───── Input for this task ─────

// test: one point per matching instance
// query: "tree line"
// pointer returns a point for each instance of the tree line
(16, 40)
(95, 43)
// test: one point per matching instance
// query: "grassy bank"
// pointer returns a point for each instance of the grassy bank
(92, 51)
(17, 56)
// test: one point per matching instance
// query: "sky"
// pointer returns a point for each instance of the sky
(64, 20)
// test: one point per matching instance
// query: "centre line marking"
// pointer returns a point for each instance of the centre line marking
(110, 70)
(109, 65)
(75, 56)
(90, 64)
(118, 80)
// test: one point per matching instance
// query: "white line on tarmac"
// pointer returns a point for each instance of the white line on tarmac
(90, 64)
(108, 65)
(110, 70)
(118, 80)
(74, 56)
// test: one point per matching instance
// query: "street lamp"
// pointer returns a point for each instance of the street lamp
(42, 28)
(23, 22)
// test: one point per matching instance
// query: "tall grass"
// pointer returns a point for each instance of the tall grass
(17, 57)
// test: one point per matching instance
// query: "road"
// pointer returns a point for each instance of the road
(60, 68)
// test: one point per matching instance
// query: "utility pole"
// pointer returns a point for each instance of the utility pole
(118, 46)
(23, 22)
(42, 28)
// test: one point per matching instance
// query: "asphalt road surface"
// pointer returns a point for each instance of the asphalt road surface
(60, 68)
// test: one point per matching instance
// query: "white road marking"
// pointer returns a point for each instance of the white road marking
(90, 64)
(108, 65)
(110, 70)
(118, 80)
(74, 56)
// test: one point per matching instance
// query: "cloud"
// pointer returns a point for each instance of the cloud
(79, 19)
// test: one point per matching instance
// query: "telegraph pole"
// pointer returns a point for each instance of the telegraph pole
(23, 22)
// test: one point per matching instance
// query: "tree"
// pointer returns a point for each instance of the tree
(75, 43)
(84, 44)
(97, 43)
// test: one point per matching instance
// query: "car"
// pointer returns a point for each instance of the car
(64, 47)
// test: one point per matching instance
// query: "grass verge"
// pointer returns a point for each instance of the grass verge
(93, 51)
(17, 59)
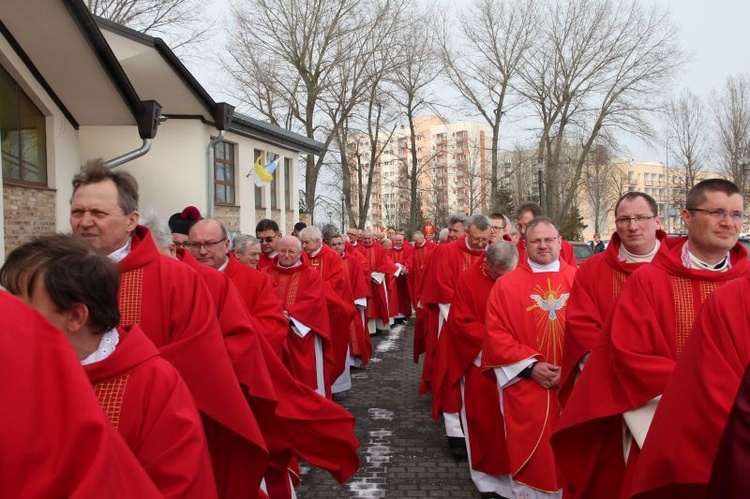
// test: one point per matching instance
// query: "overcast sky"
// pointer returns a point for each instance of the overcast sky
(714, 32)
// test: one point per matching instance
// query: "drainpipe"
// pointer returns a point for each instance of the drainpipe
(148, 120)
(211, 173)
(129, 156)
(222, 114)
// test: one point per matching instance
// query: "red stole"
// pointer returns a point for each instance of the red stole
(147, 401)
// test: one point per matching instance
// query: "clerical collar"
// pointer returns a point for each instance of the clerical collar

─────

| Required work |
Find every line in the entries above that contains the word "overcast", and copy each one out.

| Solution to the exercise |
// query: "overcast sky"
// pointer returns a point for each instance of the overcast sky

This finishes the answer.